=== EXCERPTED RECORDS ===

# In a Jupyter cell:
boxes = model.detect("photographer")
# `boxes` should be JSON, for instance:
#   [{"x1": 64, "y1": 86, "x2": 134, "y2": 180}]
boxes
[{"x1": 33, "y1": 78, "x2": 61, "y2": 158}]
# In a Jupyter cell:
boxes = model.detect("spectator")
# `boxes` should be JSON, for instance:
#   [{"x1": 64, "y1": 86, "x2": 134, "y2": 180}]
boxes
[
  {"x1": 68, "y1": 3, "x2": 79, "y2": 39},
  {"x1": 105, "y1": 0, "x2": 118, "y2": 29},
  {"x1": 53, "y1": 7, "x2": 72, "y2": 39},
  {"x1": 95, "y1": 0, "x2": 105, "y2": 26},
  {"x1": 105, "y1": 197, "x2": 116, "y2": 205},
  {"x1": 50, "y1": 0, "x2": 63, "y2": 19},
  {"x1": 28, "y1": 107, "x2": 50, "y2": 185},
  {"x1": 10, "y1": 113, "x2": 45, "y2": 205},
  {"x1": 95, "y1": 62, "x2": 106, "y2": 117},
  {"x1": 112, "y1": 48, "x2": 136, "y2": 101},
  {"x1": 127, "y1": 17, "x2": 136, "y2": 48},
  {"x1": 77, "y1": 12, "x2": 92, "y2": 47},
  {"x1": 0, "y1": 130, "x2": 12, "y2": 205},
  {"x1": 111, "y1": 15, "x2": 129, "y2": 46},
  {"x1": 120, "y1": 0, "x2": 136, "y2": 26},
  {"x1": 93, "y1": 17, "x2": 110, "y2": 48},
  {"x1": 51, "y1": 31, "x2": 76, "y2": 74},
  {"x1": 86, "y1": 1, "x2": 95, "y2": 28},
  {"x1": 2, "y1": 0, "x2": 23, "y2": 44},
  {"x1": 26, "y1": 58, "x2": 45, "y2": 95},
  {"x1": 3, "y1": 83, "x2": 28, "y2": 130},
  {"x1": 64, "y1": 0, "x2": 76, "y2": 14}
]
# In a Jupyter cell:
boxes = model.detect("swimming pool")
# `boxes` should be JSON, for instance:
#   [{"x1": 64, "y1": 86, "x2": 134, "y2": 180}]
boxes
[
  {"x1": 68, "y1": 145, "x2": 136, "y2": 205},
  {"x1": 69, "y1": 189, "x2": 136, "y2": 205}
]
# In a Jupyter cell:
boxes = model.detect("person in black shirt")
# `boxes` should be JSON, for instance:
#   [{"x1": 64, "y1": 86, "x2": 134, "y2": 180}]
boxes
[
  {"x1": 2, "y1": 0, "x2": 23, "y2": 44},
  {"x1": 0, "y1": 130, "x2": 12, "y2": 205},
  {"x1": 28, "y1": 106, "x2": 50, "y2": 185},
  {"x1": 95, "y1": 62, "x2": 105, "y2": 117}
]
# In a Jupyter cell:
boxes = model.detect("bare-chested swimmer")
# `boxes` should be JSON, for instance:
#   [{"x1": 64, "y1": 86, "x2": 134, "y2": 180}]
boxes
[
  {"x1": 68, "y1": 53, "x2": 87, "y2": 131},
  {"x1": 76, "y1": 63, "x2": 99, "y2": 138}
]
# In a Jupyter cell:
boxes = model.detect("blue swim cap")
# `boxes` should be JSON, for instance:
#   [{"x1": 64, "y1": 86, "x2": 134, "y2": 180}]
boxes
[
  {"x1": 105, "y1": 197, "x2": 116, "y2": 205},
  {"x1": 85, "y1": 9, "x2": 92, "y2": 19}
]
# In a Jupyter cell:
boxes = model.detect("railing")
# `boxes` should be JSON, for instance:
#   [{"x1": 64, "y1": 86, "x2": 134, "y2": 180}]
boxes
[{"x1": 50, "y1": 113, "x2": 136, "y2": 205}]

===

WHAT TO DO >>
Count the lines in the data above that contain the string "model", and reply with that number alone.

RESPONSE TO THIS EXERCISE >>
7